Le Zeus ou Dieu irrévélé, habite dans l’éther immense, il l’emplit tout entier, car il est tout. Sa vie est divisée comme celle de l’homme, en jours et en nuits.
Le jour se compose de quatre âges; Crita-youga ou âge d’or; Treta-youga ou âge d’argent; Devapara-youga ou âge d’airain; Cali-youga ou âge de fer.
Chacun de ces quatre âges dure trois mille années divines, soit un million sept cent vingt-huit mille années humaines.
Les quatre âges équivalent à douze mille années divines, soit six millions deux cent douze mille années humaines.
Le jour et la nuit de Brahma se composent donc chacun de six millions deux cent douze mille années humaines, car le jour et la nuit sont d’égale durée.
Lorsque commence le jour divin, Brahma se réveille, et son esprit se met à créer: l’éther, l’air, l’eau, le feu paraissent d’abord; la matière se forme, se divise, les mondes commencent à graviter dans l’espace, la lumière, la chaleur, l’air et l’eau développent sur chaque monde l’existence végétale et animale, et pendant tout un jour du dieu, la nature entière fermente dans l’immense creuset, engendrant partout la force, le mouvement, la vie; mais au jour va succéder la nuit… Empruntons à Vamadéva-Modely la description de cette seconde période de l’existence divine.

« De toutes parts des bruits étranges se produisent, précurseurs de la nuit de Brahma, le crépuscule se lève, le soleil vient de passer au trentième degré du macara (monstre marin, signe du zodiaque), il n’arrivera point au signe des minas (poissons, signe du zodiaque), et les gourou des pagodes, préposés au rasitchacra (zodiaque) peuvent briser leur cercle devenu inutile.
« Peu à peu la lumière pâlit, la chaleur diminue, les lieux inhabitables se multiplient, l’air se raréfie de plus en plus; les sources tarissent, les grands fleuves voient leur eau s’épuiser peu à peu, l’Océan n’a plus que du sable, les plantes meurent, les hommes et les animaux diminuent tous les jours; le mouvement et la vie perdent leur force, les astres ne gravitent plus qu’avec peine dans l’espace, comme une lampe que la main du chocra n’entretient plus, Sourya (le soleil) vacille et s’éteint, la matière tombe dans le pralaya (dissolution), et Brahma devient Zeus, c’est-à-dire le dieu irrévélé qui se replie sur lui-même, et n’ayant plus rien à faire, puisque son jour s’est accompli, il tombe dans le repos… et s’endort.

____

§ **Objectif 1**:
D'après l'extrait sur le jour et la nuit de Brahma, pour quelle raison Brahma, devenu Zeus, « tombe dans le repos » à la fin de la description ?
§ **Objectif 2**:
Poursuivez l'extrait sur le jour et la nuit de Brahma à partir de la dernière phrase, dans le même style.

____

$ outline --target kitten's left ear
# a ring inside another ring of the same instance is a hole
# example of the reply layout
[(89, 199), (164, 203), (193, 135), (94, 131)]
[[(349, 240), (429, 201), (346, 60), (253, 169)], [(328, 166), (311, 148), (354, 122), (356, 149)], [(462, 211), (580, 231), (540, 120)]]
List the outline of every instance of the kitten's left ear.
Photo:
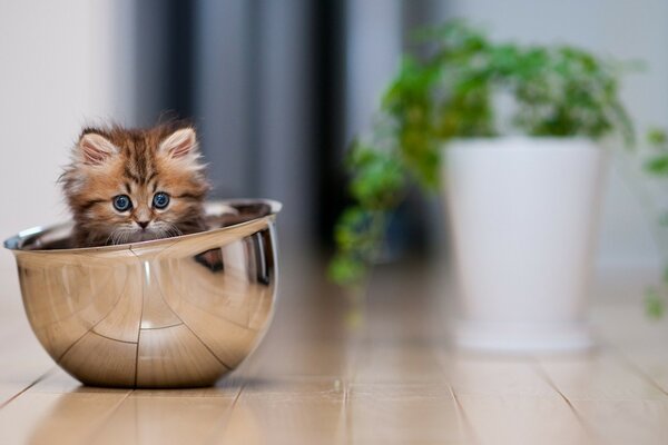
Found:
[(174, 131), (160, 144), (159, 151), (173, 159), (190, 156), (198, 157), (195, 130), (191, 128), (181, 128)]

____

§ **Résultat final 1**:
Son jour s'est accompli, si bien qu'il n'a plus rien à faire. Devenu le dieu irrévélé qui se replie sur lui-même, il tombe alors dans le repos et s'endort.

§ **Résultat final 2**:
« Et il renferme dans l’œuf d’or de sa pensée, le germe de tout ce qui existe, ainsi que le dit le divin Manou. – Pendant son paisible sommeil, les êtres animés pourvus des principes de l’action quittent leurs fonctions et le sentiment (manas) tombe dans l’inertie. Lorsqu’ils sont dissous en même temps dans l’Âme suprême, cette âme de tous les êtres dort tranquillement dans la plus parfaite quiétude.
« Après s’être retiré dans l’obscurité primitive, elle y demeure longtemps sans accomplir ses fonctions, et dépouillée de sa forme qu’elle ne reprend qu’au réveil.
« C’est ainsi, que par un réveil et par un repos alternatif, l’être immuable fait revivre ou mourir éternellement tout cet assemblage de créatures mobiles et immobiles. »

Suivant le mythe poétique que nous étudions, les trois premiers âges et plus, seraient déjà écoulés, nous serions dans la seconde moitié du cali-youga et marcherions à grands pas vers la nuit divine, c’est-à-dire la dissolution de toutes choses. Cependant il ne faudrait pas trop s’en émouvoir car il resterait encore à notre chétive planète quelques centaines de mille ans à vivre.
Une fois cette singulière opinion admise sur la nuit et le jour divins, la création et la durée des mondes, il était tout naturel qu’il se rencontrât quelque fanatique religieux qui, ayant essayé de soumettre les événements historiques à cette arbitraire division du temps, créa une chronologie théologique que les brahmes eux-mêmes laissèrent vulgariser; car tout ce qui contribuait à répandre dans le peuple des idées merveilleuses et inexplicables, concourait à consolider leur puissance.
Moïse, en se rattachant au premier homme par cinq ou six patriarches qu’il fait vivre huit et neuf cents ans, se révèle également comme un chronologiste-escamoteur des plus naïfs, car dès qu’il se rapproche de son temps, il diminue immédiatement la vie humaine des huit neuvièmes et pour échapper sans doute à toute question embarrassante, il met cette besogne sur le dos de cet excellent Jéovah, qu’il avait toujours à son service dans les grandes occasions.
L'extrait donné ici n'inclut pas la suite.